╭─ Given text
How to print with itertools groupby?

Question

I have this code:

from itertools import groupby

text = ["a", "a", "b", "b", "c"]

group = groupby(text)

for k, g in group:
    print(k, end= " ")
    print(sum(1 for _ in g), end=" ")

Example what I need:

A B C
2 2 1

My itertools only shows like this:

A 2 B 2 C 1

Answer 1

Using multiple print statements with transpose

from itertools import groupby

text = ["a", "a", "b", "b", "c"]

group = groupby(text)

# Transpose so we have row 0 with group names, and row 1 with grouping items
transposed = [(k, list(g)) for k, g in group]

for k in transposed:
    print(k[0], end = " ")
print()
for k in transposed:
    print(sum(1 for _ in k[1]), end=" ")

Answer 2

You can do it like this which post-processes the results groupby returns to make it easy to get the values needed for each row of the output:

from itertools import groupby

text = ["a", "a", "b", "b", "c"]

groups = [(k, str(sum(1 for _ in g))) for k, g in groupby(text)]
a, b = zip(*groups)
print(' '.join(a))  # -> a b c
print(' '.join(b))  # -> 2 2 1

Answer 3

Here is one more alternative:

from itertools import groupby

text = ["a", "a", "b", "b", "c"]

group = groupby(text)
dictionary = {}

for k, g in group:
    dictionary[k] = sum(1 for _ in g)

keys = " ".join(list(dictionary.keys()))
values = " ".join(str(v) for v in list(dictionary.values()))

print(keys)
print(values)
╰─
╭─ Information shown
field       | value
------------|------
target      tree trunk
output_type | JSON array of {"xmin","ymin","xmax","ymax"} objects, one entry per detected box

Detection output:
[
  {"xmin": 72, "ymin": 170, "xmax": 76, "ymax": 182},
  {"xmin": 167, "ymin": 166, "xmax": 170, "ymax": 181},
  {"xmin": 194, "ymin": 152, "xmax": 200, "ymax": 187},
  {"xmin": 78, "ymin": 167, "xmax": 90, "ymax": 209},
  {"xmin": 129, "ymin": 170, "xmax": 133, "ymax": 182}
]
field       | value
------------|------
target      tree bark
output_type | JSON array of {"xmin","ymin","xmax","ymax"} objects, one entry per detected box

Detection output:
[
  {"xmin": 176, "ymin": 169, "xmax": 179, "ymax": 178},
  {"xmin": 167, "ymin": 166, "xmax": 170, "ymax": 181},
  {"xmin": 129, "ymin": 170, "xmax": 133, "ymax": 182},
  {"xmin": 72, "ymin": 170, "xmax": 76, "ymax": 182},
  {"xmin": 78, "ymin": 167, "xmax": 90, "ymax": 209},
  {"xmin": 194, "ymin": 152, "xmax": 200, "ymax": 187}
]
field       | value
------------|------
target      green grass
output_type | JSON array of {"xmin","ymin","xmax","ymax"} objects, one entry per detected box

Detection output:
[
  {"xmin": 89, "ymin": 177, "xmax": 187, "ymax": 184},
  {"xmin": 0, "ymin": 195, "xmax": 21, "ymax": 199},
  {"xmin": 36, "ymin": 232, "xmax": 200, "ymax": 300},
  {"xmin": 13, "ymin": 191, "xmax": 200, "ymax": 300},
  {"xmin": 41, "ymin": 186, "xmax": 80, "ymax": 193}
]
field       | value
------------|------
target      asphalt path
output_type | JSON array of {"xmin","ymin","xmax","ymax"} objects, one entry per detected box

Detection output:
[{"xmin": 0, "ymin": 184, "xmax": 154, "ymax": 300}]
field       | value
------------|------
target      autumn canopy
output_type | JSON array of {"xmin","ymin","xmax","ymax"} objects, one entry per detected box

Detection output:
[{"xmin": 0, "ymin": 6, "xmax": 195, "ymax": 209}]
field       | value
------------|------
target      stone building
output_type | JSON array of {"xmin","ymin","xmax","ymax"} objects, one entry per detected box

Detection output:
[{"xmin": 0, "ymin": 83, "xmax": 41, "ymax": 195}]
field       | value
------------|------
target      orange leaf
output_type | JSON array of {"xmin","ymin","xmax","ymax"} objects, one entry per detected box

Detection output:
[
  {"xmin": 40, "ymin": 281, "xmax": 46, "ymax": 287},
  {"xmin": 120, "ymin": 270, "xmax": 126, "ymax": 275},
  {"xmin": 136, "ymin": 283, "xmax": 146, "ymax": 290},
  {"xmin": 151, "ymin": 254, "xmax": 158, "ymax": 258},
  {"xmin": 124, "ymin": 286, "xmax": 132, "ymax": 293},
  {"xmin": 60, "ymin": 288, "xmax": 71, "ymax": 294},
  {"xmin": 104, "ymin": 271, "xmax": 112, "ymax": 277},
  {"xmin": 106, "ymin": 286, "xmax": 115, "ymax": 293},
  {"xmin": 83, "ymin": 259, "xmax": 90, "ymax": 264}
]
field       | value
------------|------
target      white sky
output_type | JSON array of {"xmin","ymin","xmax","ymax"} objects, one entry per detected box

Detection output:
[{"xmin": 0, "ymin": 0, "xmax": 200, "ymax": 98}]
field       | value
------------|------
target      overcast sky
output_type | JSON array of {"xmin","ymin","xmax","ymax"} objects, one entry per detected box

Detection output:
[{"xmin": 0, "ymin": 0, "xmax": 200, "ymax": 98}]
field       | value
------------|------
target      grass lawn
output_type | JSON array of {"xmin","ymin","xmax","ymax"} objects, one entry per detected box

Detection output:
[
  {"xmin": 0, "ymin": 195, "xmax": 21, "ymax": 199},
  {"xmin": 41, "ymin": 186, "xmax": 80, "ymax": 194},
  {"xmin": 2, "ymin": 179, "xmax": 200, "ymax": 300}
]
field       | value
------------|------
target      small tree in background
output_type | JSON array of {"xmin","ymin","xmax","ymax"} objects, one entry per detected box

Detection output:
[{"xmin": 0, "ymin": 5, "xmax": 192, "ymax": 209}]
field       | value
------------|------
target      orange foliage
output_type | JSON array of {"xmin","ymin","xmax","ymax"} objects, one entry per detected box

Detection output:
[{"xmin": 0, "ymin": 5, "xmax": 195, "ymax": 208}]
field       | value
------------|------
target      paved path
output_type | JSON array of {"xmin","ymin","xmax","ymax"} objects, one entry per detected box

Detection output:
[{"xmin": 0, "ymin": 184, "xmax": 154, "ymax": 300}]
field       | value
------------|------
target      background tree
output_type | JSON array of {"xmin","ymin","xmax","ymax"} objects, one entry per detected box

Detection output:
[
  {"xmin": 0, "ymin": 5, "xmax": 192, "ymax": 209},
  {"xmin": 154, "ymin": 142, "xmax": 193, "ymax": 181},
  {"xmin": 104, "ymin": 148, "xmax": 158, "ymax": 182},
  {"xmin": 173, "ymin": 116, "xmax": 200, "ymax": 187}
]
╰─
╭─ Information shown
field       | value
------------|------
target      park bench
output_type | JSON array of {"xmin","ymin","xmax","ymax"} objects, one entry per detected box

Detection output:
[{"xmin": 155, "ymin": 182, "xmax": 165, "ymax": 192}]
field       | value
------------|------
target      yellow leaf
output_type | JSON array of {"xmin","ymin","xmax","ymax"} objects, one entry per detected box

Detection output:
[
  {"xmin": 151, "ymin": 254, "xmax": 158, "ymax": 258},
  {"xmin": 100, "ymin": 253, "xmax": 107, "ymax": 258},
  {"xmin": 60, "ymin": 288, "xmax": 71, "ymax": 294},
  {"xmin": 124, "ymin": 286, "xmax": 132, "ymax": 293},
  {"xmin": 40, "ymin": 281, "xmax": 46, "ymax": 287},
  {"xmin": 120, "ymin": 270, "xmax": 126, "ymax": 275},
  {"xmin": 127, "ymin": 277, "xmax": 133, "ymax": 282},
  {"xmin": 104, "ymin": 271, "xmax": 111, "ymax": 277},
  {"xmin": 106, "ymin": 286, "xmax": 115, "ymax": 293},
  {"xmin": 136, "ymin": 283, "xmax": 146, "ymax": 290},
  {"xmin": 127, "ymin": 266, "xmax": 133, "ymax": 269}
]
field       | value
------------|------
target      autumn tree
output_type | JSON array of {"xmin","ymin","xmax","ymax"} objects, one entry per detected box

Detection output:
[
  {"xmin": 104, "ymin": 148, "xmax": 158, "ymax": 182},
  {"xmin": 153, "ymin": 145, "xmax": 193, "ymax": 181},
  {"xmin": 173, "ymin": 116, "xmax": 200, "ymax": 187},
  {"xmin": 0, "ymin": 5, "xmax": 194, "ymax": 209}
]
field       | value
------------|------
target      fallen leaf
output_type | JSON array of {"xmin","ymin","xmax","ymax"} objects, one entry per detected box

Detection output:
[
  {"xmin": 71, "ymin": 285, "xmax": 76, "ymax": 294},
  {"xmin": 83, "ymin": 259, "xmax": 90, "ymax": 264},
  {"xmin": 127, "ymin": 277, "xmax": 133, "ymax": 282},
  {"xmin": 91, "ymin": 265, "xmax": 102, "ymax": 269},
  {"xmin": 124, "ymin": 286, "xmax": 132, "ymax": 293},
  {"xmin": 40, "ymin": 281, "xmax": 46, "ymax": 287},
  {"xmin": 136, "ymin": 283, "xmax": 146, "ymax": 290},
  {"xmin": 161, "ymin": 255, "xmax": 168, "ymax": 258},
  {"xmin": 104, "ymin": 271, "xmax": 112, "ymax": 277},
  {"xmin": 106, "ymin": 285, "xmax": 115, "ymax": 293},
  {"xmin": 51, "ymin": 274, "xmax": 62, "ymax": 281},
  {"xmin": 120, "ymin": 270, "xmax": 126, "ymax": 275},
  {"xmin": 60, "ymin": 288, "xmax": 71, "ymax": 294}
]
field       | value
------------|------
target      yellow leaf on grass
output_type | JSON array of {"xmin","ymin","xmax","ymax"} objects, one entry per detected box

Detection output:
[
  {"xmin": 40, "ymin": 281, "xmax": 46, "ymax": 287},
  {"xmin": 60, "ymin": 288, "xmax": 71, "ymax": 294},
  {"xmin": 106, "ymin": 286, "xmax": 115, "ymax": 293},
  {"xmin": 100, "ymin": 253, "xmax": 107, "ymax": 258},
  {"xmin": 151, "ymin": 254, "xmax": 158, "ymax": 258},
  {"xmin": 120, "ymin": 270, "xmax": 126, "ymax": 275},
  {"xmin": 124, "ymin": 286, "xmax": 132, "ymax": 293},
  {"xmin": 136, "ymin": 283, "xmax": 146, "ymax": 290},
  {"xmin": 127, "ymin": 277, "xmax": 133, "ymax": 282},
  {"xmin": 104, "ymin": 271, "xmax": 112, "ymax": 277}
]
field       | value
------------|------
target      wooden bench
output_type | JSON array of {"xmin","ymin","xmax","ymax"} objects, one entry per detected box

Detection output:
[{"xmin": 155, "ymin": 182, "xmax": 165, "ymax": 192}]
╰─
╭─ Information shown
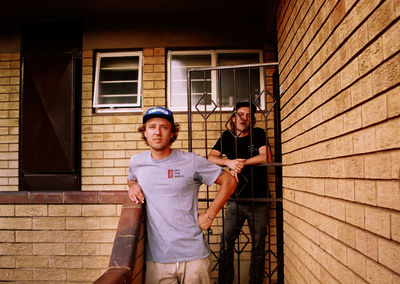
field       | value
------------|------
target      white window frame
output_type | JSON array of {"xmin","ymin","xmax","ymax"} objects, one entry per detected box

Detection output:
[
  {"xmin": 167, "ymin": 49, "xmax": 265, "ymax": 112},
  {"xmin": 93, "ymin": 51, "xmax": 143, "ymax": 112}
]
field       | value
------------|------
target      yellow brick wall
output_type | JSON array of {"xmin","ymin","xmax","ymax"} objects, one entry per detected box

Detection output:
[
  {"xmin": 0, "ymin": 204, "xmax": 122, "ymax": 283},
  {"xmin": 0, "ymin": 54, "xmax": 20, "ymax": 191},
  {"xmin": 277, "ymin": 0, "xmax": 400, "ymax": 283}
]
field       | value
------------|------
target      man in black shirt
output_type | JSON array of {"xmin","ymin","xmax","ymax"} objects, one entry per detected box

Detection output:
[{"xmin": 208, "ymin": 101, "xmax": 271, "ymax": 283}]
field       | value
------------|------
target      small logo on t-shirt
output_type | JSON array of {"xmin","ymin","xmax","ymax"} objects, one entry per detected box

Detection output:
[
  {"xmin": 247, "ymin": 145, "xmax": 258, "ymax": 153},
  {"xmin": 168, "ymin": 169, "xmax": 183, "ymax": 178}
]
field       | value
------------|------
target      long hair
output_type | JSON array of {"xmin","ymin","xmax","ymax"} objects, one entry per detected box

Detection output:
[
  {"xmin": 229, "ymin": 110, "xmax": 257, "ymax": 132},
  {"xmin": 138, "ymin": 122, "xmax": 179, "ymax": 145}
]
╰─
_Work to do:_
Output the part of the groupby thread starting with "You can do it" and going on through "b = zip(*groups)", copied word for word. The rows have no connection to the groupby thread.

_Reply:_
You can do it like this which post-processes the results groupby returns to make it easy to get the values needed for each row of the output:

from itertools import groupby

text = ["a", "a", "b", "b", "c"]

groups = [(k, str(sum(1 for _ in g))) for k, g in groupby(text)]
a, b = zip(*groups)